- TASK TO COMPLETE -
Count how many lines of the records contain the string "this", with case counting, and give only that number.
*** DATA PROVIDED Section Begins ***
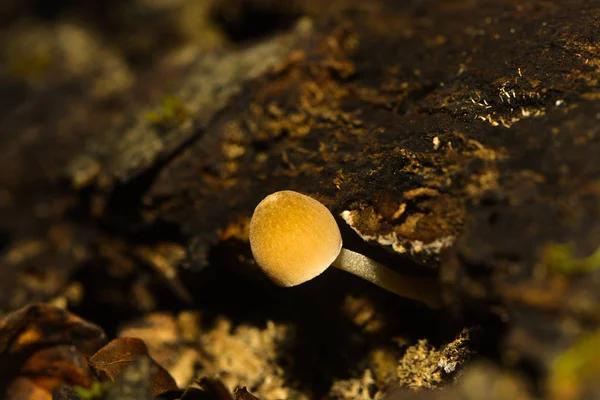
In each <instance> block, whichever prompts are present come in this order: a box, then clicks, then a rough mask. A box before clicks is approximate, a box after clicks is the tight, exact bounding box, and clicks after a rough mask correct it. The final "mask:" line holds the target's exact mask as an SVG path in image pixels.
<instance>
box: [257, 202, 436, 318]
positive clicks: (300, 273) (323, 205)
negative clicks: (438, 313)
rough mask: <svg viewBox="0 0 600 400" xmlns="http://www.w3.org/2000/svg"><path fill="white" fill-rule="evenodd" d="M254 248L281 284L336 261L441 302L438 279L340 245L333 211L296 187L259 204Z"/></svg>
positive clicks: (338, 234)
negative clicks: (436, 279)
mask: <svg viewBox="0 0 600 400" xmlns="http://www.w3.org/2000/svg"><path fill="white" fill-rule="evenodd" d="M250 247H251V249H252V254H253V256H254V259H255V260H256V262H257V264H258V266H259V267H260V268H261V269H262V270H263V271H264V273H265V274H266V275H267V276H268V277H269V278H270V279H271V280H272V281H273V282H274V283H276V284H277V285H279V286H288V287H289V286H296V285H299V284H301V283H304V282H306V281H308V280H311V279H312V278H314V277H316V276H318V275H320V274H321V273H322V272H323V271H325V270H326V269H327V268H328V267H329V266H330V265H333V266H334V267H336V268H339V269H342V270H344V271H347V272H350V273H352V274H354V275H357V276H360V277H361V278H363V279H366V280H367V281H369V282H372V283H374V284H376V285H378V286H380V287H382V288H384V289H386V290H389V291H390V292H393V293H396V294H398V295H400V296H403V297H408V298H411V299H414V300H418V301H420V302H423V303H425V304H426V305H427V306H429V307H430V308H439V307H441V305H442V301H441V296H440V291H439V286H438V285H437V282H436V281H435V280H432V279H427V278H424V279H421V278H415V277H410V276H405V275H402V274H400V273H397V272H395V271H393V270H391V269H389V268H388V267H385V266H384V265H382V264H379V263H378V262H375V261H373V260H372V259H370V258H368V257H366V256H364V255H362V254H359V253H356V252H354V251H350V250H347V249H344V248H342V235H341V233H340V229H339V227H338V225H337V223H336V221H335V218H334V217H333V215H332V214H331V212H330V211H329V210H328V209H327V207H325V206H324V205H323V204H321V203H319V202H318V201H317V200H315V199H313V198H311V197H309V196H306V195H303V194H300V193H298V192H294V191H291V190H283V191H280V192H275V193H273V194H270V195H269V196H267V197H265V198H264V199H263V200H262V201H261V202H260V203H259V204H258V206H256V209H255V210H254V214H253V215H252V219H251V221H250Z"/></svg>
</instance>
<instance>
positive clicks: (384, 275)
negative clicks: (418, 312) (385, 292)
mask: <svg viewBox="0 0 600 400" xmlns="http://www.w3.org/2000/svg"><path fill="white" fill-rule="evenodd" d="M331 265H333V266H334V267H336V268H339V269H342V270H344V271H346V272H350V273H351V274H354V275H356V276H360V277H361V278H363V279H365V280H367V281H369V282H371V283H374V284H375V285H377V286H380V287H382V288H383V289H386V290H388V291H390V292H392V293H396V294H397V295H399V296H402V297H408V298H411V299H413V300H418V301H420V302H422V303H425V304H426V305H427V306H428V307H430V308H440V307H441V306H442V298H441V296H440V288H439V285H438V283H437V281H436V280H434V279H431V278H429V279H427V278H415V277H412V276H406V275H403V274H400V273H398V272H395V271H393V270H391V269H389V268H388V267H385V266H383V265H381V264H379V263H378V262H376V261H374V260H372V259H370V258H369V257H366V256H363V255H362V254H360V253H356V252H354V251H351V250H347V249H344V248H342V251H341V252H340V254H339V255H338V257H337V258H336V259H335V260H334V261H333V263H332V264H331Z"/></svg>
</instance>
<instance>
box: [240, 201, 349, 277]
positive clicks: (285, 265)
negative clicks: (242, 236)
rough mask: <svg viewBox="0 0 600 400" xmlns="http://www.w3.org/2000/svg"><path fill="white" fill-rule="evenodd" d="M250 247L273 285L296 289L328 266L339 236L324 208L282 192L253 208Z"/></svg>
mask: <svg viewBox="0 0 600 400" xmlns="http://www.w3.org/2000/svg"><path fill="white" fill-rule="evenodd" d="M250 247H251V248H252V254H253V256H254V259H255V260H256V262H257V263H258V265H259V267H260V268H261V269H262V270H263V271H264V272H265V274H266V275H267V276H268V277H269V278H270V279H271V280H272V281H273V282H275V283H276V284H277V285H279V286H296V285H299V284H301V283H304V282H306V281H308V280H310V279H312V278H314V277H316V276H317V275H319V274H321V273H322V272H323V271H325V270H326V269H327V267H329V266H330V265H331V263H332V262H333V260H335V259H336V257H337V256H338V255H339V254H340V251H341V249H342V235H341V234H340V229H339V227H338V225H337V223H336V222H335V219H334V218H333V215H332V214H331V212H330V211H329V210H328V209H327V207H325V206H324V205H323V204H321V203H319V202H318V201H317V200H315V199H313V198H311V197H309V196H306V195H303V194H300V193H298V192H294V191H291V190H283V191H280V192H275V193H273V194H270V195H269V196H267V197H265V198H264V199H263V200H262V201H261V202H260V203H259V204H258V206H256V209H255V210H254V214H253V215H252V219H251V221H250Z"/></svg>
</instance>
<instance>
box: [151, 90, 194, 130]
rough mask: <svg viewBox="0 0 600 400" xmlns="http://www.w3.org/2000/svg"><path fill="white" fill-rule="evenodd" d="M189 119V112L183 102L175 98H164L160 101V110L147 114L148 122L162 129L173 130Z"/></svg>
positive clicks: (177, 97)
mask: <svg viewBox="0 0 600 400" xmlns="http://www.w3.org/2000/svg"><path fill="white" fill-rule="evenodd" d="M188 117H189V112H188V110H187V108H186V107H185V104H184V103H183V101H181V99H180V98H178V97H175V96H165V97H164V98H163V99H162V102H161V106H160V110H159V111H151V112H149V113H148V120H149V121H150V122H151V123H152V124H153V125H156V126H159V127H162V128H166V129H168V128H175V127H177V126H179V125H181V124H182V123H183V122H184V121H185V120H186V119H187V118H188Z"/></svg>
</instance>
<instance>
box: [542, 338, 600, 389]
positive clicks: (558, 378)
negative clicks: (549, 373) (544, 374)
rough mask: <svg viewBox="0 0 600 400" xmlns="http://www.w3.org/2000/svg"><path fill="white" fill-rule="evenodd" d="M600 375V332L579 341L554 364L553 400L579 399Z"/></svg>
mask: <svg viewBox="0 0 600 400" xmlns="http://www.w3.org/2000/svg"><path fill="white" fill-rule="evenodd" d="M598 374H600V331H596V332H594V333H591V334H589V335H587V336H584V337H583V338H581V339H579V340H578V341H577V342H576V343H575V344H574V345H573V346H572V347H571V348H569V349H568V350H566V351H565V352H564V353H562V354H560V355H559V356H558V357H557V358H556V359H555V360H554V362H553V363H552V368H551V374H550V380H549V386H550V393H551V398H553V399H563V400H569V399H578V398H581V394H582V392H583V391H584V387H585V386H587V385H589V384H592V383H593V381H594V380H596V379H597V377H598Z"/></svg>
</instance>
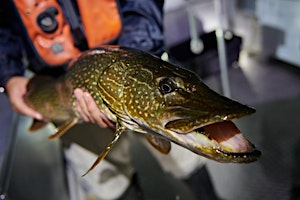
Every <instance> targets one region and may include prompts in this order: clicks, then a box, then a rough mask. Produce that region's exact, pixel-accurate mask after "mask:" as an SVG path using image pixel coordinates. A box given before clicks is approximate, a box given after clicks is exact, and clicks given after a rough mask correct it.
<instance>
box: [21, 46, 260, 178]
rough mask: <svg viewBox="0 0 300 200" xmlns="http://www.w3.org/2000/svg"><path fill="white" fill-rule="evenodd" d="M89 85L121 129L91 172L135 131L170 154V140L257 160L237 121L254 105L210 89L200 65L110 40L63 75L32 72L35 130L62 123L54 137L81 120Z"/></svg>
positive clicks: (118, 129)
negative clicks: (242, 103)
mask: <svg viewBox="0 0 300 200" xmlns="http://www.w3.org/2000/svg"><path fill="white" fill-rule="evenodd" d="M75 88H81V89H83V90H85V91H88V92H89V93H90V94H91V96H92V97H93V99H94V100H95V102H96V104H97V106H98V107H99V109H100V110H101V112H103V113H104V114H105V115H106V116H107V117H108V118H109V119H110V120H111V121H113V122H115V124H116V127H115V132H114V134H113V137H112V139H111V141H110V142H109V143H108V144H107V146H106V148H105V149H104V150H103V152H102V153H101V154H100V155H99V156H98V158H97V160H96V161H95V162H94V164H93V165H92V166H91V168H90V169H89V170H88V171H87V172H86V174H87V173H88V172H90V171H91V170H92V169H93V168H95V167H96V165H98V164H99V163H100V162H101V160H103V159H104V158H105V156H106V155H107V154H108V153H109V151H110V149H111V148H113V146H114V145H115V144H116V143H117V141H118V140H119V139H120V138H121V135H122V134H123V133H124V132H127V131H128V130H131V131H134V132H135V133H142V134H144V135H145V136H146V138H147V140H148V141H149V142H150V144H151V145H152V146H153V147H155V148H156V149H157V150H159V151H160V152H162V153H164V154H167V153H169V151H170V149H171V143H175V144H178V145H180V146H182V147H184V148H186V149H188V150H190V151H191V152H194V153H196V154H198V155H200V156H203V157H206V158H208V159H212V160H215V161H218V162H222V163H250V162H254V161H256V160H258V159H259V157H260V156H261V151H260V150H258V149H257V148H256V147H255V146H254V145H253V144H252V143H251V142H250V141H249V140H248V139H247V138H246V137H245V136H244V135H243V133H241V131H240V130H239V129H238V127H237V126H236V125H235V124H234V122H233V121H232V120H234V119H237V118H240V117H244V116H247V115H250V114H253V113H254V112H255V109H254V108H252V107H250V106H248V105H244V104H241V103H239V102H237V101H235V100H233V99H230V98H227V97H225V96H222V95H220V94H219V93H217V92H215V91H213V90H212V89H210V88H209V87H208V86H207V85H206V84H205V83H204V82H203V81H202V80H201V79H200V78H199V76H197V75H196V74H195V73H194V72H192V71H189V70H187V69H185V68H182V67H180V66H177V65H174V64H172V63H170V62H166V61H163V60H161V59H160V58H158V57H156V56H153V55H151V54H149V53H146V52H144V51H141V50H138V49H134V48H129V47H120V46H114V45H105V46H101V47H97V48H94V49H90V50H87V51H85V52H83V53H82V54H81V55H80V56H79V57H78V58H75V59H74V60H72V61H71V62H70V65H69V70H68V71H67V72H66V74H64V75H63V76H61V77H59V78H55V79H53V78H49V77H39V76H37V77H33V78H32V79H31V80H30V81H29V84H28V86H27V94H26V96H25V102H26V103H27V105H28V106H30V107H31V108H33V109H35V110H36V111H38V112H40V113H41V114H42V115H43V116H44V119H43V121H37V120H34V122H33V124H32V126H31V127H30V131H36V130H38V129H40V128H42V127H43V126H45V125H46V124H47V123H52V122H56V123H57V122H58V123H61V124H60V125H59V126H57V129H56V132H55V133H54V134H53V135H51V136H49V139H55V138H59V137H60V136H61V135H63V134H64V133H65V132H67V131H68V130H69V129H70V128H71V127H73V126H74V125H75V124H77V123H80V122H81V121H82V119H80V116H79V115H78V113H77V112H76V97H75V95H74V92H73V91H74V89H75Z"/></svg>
*** DATA PROVIDED Section Ends ***
- COMPLETED EXERCISE -
2